■ Trecho fornecido:

Mais facilmente o príncipe Hamlet, que ficou simbolizando a dúvida, poderia assumir o complexo que Freud erradamente atribuiu a Édipo. Hamlet queria vingar a morte do pai, que lhe aparecera entre as sombras do castelo de Elsinore, praticamente pedindo a vingança de sua morte. Shakespeare também criou um recurso que se banalizou na ficção policial, quando promoveu com atores profissionais a encenação do crime diante dos criminosos e com isso, deu a Hamlet a certeza de que o pai fora realmente assassinado pelo padrasto e pela rainha, sua mãe. Um recurso até hoje usado não apenas na ficção mas na realidade do dia-a-dia das delegacias e tribunais de todo o mundo.
No caso de Édipo, antes de tudo está implícito o sentimento de justiça do rei de Tebas: desde que houve um crime, o criminoso terá de ser punido, na base do "doa a quem doer", aliás, muito citada, mas pouco executada nos dias que atualmente atravessamos aqui no Brasil. Evidente que nesta sede de justiça, Édipo estava longe de imaginar que seria, ele próprio, o criminoso. Diante dos testemunhos, sem necessidade de CPIs, de apelos ao Supremo e notinhas implantadas na mídia (que naquele tempo, se existia, não cheirava nem fedia), Édipo chegou à verdade.
Filho de Laio e Jocasta, que reinavam em Tebas, mas enjeitado, entregue a um casal de pastores que vivia longe da cidade, num incidente de estrada sem qualquer importância, Édipo mataria Laio sem saber que estava matando o seu pai -e muito menos ambicionando sucedê-lo na cama e no trono. O casamento com a mãe foi uma decorrência: sendo marido de uma rainha, também seria rei. Em nenhum momento ele desejou antecipadamente a mãe e o trono. Acima de qualquer ambição (ou complexo) lá estava o Destino -esse sim, o tema principal da peça, invocado de diversas maneiras pelo coro que no teatro grego comenta a ação desenrolada no palco, e obviamente na própria vida que o teatro pretende representar.
Antes de ser um símbolo do complexo que erradamente tomou o seu nome, Édipo encarna a tragédia do próprio homem: por honesto e sensato que seja, ele é um joguete do Destino, em permanente "stand by" para a tragédia, desde o seu nascimento até a morte. Daí o comentário final que Sófocles colocou no coro que encerra a peça: "Sendo assim, até o dia fatal de cerrarmos os olhos não devemos dizer que um mortal foi feliz".
Bem verdade que Édipo, em sendo honesto e justo, cerrou os olhos antes mesmo do "dia fatal" que chega mais cedo ou mais tarde para qualquer homem. Ele próprio varou os olhos com o alfinete de ouro de Jocasta para não ver a tragédia que desencadeou nos outros e, sobretudo, nele mesmo.

■ Exercício:
Reproduza sem alterações a passagem do trecho sobre Édipo que vai de "No caso de Édipo, antes" até "chegou à verdade.". A listagem provém de uma fonte diferente da do trecho sobre Édipo.

■ Dados fornecidos:
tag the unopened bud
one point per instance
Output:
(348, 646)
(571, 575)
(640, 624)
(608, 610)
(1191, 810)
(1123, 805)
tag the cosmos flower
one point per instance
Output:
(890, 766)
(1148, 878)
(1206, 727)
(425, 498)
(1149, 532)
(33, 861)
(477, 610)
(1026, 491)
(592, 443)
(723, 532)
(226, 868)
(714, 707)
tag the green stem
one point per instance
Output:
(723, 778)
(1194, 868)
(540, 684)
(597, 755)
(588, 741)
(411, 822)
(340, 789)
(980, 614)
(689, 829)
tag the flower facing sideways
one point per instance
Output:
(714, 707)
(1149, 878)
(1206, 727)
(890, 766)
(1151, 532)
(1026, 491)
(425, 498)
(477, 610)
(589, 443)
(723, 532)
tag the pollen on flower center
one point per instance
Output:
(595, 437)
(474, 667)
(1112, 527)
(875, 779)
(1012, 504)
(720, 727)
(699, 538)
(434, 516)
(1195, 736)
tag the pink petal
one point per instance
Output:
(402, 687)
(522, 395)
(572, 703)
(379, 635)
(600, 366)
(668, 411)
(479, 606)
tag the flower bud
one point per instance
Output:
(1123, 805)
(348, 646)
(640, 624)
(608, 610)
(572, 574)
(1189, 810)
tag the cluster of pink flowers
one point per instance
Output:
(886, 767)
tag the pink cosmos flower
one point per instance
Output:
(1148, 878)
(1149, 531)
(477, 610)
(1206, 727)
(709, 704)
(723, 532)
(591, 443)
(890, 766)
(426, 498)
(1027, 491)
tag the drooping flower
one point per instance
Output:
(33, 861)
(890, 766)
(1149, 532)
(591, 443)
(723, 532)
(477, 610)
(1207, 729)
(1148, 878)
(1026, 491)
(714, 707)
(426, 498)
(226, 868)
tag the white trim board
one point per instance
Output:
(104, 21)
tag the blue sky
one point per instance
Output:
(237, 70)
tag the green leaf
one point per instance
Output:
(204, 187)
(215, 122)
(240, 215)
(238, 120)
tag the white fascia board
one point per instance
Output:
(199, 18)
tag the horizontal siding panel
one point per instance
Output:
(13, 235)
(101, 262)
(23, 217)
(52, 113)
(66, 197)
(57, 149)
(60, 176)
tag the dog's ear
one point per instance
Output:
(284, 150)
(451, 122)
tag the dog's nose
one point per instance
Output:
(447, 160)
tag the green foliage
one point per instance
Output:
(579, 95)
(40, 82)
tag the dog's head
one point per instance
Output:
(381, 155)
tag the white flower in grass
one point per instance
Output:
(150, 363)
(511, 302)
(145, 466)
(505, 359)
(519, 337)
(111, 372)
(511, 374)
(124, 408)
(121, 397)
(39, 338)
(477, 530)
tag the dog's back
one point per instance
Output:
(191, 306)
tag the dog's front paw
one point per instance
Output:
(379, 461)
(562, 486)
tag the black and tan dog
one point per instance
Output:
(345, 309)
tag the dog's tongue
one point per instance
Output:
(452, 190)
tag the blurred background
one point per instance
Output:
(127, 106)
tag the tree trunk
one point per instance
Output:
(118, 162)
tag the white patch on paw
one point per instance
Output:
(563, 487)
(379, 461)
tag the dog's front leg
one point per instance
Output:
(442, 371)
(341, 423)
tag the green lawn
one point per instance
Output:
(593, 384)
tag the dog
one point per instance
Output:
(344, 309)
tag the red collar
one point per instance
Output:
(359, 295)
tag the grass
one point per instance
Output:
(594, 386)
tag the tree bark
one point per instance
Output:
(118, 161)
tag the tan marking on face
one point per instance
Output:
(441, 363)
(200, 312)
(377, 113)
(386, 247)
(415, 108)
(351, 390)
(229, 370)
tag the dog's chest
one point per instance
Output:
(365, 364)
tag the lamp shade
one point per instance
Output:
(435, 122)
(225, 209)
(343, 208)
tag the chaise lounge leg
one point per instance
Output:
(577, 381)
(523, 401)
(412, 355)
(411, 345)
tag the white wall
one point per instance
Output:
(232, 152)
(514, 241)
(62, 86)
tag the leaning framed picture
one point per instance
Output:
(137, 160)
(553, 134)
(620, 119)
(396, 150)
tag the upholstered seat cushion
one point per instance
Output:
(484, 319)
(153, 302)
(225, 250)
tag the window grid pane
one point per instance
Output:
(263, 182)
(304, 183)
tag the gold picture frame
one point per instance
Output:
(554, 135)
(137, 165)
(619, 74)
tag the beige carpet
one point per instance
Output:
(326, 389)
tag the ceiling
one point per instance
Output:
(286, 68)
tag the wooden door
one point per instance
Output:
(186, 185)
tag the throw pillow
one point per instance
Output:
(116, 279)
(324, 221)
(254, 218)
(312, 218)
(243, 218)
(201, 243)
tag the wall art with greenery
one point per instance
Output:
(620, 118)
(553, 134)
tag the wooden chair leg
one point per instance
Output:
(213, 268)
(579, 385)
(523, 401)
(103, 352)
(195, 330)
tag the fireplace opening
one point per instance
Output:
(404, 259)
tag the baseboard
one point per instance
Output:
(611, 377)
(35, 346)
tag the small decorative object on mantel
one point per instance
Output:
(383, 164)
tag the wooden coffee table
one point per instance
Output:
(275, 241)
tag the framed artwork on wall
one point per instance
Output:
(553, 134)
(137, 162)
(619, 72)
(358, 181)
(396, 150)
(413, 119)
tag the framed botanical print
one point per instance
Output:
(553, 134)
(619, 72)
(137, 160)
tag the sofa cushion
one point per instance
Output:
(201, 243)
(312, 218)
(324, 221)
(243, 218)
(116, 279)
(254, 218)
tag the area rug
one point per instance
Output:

■ Resposta:
No caso de Édipo, antes de tudo está implícito o sentimento de justiça do rei de Tebas: desde que houve um crime, o criminoso terá de ser punido, na base do "doa a quem doer", aliás, muito citada, mas pouco executada nos dias que atualmente atravessamos aqui no Brasil. Evidente que nesta sede de justiça, Édipo estava longe de imaginar que seria, ele próprio, o criminoso. Diante dos testemunhos, sem necessidade de CPIs, de apelos ao Supremo e notinhas implantadas na mídia (que naquele tempo, se existia, não cheirava nem fedia), Édipo chegou à verdade.